SELECTED EXTRACT:
________________

Anion channel blockers inhibit swelling-activated anion, cation and nonelectrolyte transport in hela cells. Hall, James A., Julie Kirk, Jennifer R. Potts, Caroline Rae, and Kiaran Kirk. University Laboratory of Physiology, Parks Rd, Oxford, OX1 3PT, U.K., Department of Biochemistry, University of Oxford, South Parks Rd, Oxford OX1 3QU, U.K. and Division of Biochemistry and Molecular Biology, Faculty of Science, Australian National University, A.C.T. 0200, Australia
APStracts 3:0101C, 1996.
The effect of osmotic cell swelling on the permeability of HeLa cells to a range of structurally unrelated solutes including taurine, sorbitol, thymidine, choline and K+(86Rb+) was investigated. For each solute tested, reduction in the osmolality of the medium from 300 to 200 mOsm(kg H2O)-1 caused a significant increase in the unidirectional influx rate. In each case the osmotically-activated transport component was nonsaturable up to external substrate concentrations of 50 mM. Inhibitors of the swelling-activated anion channel of HeLa cells (quinine, 4,4'-diisothiocyanatostilbene-2,2' -disulfonic acid, niflumate, 1,9-dideoxyforskolin, 5-nitro-2-(3 -phenylpropylamino)benzoic acid and tamoxifen) blocked the osmotically-activated influx of each of the different substrates tested, as well as the osmotically-activated efflux of taurine and I -. Tamoxifen and NPPB were similarly effective at blocking the osmotically-activated efflux of 86Rb+. The simplest of several hypotheses consistent with the data is that the osmotically-activated transport of the different solutes tested here is via a swelling -activated anion-selective channel that has a significant cation permeability and a minimum pore diameter of 8-9 .

Received 22 January 1996; accepted in final form 22 March 1996.
APS Manuscript Number C43-6.
Article publication pending Am. J. Physiol. (Cell Physiology).

________________

TASK DIRECTIONS:
Write out the part of the abstract from "Anion channel blockers" up to and including "APStracts 3:0101C, 1996.", word for word. Work from the abstract alone, without drawing on outside knowledge.

________________

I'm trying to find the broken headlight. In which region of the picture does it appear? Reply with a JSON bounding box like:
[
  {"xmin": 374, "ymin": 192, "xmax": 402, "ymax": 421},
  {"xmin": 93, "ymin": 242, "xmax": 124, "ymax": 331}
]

________________

ANSWER:
Anion channel blockers inhibit swelling-activated anion, cation and nonelectrolyte transport in hela cells. Hall, James A., Julie Kirk, Jennifer R. Potts, Caroline Rae, and Kiaran Kirk. University Laboratory of Physiology, Parks Rd, Oxford, OX1 3PT, U.K., Department of Biochemistry, University of Oxford, South Parks Rd, Oxford OX1 3QU, U.K. and Division of Biochemistry and Molecular Biology, Faculty of Science, Australian National University, A.C.T. 0200, Australia
APStracts 3:0101C, 1996.